Start Listing

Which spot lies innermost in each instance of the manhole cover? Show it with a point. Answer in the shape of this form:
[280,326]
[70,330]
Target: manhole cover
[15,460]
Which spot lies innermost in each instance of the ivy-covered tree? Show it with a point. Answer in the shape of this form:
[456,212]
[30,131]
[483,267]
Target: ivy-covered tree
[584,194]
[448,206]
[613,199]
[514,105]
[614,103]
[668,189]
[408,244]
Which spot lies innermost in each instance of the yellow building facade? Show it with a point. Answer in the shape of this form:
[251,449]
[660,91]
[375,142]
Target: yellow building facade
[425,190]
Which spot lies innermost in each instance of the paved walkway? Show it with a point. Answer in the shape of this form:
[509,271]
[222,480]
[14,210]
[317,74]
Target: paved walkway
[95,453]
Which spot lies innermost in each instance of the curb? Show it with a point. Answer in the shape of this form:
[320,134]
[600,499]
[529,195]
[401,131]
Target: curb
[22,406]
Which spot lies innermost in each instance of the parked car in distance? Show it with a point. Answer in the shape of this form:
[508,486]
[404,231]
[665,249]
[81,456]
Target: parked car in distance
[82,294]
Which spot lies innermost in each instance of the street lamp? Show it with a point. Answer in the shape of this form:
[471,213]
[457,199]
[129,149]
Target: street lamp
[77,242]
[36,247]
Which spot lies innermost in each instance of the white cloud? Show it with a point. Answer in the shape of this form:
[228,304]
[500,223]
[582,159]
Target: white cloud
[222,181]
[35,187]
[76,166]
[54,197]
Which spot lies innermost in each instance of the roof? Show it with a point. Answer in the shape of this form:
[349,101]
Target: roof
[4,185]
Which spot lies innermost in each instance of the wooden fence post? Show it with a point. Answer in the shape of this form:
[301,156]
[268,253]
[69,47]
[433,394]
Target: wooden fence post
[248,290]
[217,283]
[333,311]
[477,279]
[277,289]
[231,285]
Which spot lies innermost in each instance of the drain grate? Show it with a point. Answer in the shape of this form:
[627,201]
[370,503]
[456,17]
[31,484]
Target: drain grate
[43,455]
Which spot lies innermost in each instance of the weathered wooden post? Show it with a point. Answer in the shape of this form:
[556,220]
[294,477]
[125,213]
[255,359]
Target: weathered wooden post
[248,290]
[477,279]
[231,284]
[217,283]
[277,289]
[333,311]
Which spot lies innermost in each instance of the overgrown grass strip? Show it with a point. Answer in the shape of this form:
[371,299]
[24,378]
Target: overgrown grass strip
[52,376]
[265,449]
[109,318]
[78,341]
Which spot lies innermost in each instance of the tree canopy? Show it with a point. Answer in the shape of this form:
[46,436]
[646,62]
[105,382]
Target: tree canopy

End Listing

_Job_: Copy out, unchanged, every line of the listing from the line containing "Which spot lies innermost in each instance of the street" through the end of the listing, both included.

_Response for this exercise_:
Which spot lies innermost in each instance of the street lamp? Show it with a point. Answer in the shape of this form:
[471,213]
[457,199]
[129,149]
Target: street lamp
[77,242]
[36,247]
Which spot lies innermost in each instance of the white cloud? Show it with a point. Answer in the shape of this form:
[228,304]
[500,223]
[582,159]
Target: white cloud
[222,181]
[35,187]
[76,166]
[54,197]
Which spot lies innermost in each instance of the roof? Show it with a point. Answer in the shape of this form:
[349,101]
Target: roof
[4,185]
Which spot lies innermost in each instance of the wooden fence post? Show it with a point. Answer in the shape of this form:
[301,156]
[268,253]
[69,47]
[433,394]
Target: wooden fence post
[248,290]
[217,283]
[333,311]
[477,279]
[277,289]
[231,285]
Which spot lies innermost in each instance of the drain grate? Show it with a point. Answer in the shape of this form:
[627,201]
[370,503]
[456,17]
[31,484]
Target: drain grate
[43,455]
Which spot lies innermost in each instance of the weathered wooden post? Show it with a point. Answer in the shape of this form:
[556,220]
[294,477]
[125,213]
[255,359]
Target: weathered wooden post
[248,290]
[477,279]
[231,284]
[217,283]
[277,289]
[333,311]
Which spot lies innermost in each instance of the overgrown grass strip? Show it with a point. Answer in the shape of this form:
[371,299]
[24,378]
Target: overgrown grass strip
[52,376]
[265,449]
[109,318]
[78,341]
Which spot lies innermost in each instance of the tree canopy? Show it with a point. Answer in the shape of this form:
[46,436]
[646,62]
[105,382]
Target: tree canopy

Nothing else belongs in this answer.